___ Source document
I set my Legacy all the way back when it's real deep & a little when it's not so deep.

I'd set it back one hole. I don't think you'll even notice the difference?
Then set it back to where you did have it, before you moved it back & I guarantee you'll notice it.

If you don't find it all squirrely
Keep moving it back, it helps, you'll see.


TT


----------



## surfinsnow (Feb 4, 2010)

timmytard said:


> Do none of you guys carry little mini ratchet drivers or what?:icon_scratch:
> 
> Cause once you leave your house, you know, you can't change the stance till you get home!
> 
> ...


You do realize the thread was started by a guy who has never ridden real powder, and is a realative noob, right? No dis on him, just sayin'...it's great that you bring three complete set-ups everywhere you go. But it's unrealistic for most people, especially the OP. 

I bring a complete set of tools with me at all times...my skier friends. :yahoo:

Seriously, I do bring all the necessary tools with me, and if the conditions call for changing the bindings I can do that. I always bring my old K2 bindings and an extra set of boots. But the fact is, when I get to the mountain I want to get on the lift and ride. If I know I'm going into to deep pow I can change the settings the night before. Who the f**k wants to be standing at the base lodge changing out bindings when you could be riding? Certainly not the OP who was just looking for some advice...he doesn't sound like the type who'll be standing at the repair station in -20 wind chills re-adjusting his bindings.


----------



## timmytard (Mar 19, 2009)

On a side note.

I have 6 or 7 POWDER specific snowboards.:bowdown:

Cause out of all the days, I want to have the most fun possible, on real deep powder days.:thumbsup:

You'll have a day you'll probably never forget riding your Legacy:yahoo:

Or

You could have a day that will change your life, then you'll have seen the light:yahoo::eusa_clap::bowdown:


TT

OH YA!

GET THERE WAY WAY WAY TOO EARLY
You'll be surprised how many people still beat you there.


----------



## CassMT (Mar 14, 2013)

out of curiosity i had to check the stowe report...17-20" and -7*F, thats gonna be some blower, hope op had some blue wax too. i was at stowe first season out of the nest, winter '88/89, we never got a dump like that! maybe 12 max.


----------



## surfinsnow (Feb 4, 2010)

CassMT said:


> out of curiosity i had to check the stowe report...17-20" and -7*F, thats gonna be some blower, hope op had some blue wax too. i was at stowe first season out of the nest, winter '88/89, we never got a dump like that! maybe 12 max.


I warned him!:laugh: He asked my advice, I said I'd go for it because he wouldn't likely see powder like that again for a while -- but that wind at Stowe can be a killer. I hope he brought extra layers!
______
___ Data listing
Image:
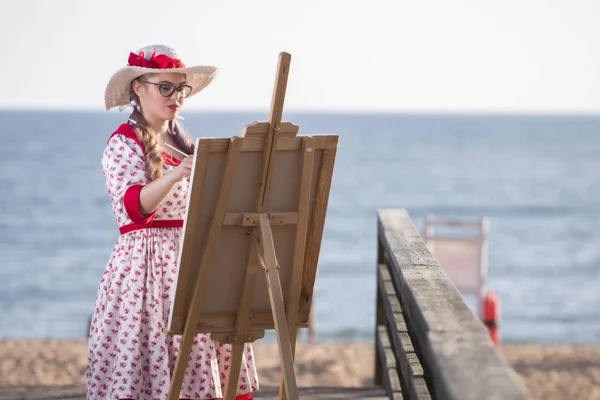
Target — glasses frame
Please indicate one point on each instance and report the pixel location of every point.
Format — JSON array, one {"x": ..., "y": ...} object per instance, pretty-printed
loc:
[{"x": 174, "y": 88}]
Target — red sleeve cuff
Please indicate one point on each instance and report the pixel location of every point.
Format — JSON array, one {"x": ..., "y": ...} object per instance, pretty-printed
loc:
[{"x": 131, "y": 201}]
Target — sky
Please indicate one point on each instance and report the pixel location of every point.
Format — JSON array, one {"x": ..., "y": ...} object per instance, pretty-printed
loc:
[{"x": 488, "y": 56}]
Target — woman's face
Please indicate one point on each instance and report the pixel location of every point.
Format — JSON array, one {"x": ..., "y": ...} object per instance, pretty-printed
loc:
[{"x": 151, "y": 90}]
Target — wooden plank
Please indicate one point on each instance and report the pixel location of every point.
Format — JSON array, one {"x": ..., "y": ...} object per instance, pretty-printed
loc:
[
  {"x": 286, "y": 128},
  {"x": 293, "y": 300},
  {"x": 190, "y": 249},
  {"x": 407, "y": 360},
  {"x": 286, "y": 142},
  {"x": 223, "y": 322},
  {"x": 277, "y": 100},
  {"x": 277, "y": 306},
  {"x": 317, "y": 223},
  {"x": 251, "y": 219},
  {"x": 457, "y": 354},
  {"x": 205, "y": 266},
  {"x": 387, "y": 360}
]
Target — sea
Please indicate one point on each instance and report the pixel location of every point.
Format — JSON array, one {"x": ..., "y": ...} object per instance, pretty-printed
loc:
______
Required actions:
A. Put this sentence from the snowboarding thread into Spanish: "I always bring my old K2 bindings and an extra set of boots."
B. Pick up the snowboarding thread after its last sentence and continue it.
The listing is separate material from the snowboarding thread.

Task answers:
A. Siempre llevo mis viejas fijaciones K2 y un par de botas extra.

B.
I did get snow like that at Stowe five or six years ago. Mid-week, my wife was at a conference so I just rode. Crazy wind, knee-deep powder. But the most insane riding ever.


----------



## CassMT (Mar 14, 2013)

well idk if it has been warm recently, but if thats 20" of blower on Crust, windlipping and all on a -7 day? homie is in for a real 'challenge'. i hope he took the advice to stay near the trails...


----------



## KIRKRIDER (Mar 18, 2008)

Hmm still haven't had an epic day here... and season it's almost over. Darn Spring.


----------



## surfinsnow (Feb 4, 2010)

CassMT said:


> well idk if it has been warm recently, but if thats 20" of blower on Crust, windlipping and all on a -7 day? homie is in for a real 'challenge'. i hope he took the advice to stay near the trails...


AFAIK, it's not on crust. It's been cold as shit up here. This is pow dumped on the old packed pow. The wind and cold will be a challenge, but he won't be worrying about crust. I'm totally jealous. Stowe is fully open, but the winds are harsh. He's gonna have a memorable day as long as he's bundled up.


----------



## surfinsnow (Feb 4, 2010)

KIRKRIDER said:


> Hmm still haven't had an epic day here... and season it's almost over. Darn Spring.


This was the first year in several that we didn't come out to Tahoe. Had nothing to do with forecasts, just couldn't make it happen. While I feel really bad for you, I'm happy the snow gods were looking down on us back East. It took a while to get our season started, but we'll be riding well into April at this rate.


----------



## KIRKRIDER (Mar 18, 2008)

surfinsnow said:


> This was the first year in several that we didn't come out to Tahoe. Had nothing to do with forecasts, just couldn't make it happen. While I feel really bad for you, I'm happy the snow gods were looking down on us back East. It took a while to get our season started, but we'll be riding well into April at this rate.


We might get some late storm... it happened before On the other hand I do like carving fast on compact... different from powder yes, not better... but fast and fun anyway. And the A-Frame it's such a pleasure to ride in those conditions.

Go get those pillows!


----------



## CassMT (Mar 14, 2013)

i feel like the ice at Stowe prepared me for everything that has come after, i still remember clearly top-to-bottom runs on a real icerink, where you could see the reflection of the opposing mountains on the ground.evrything after, even the so-called ice out here has seemed Plush


----------



## KIRKRIDER (Mar 18, 2008)

CassMT said:


> i feel like the ice at Stowe prepared me for everything that has come after, i still remember clearly top-to-bottom runs on a real icerink, where you could see the reflection of the opposing mountains on the ground.evrything after, even the so-called ice out here has seemed Plush



That... top to bottom fast carves, euro carves or just straight bombing known trails.... centered and narrow on the bindings,high angles. GO.


----------



## Booo! (Feb 14, 2014)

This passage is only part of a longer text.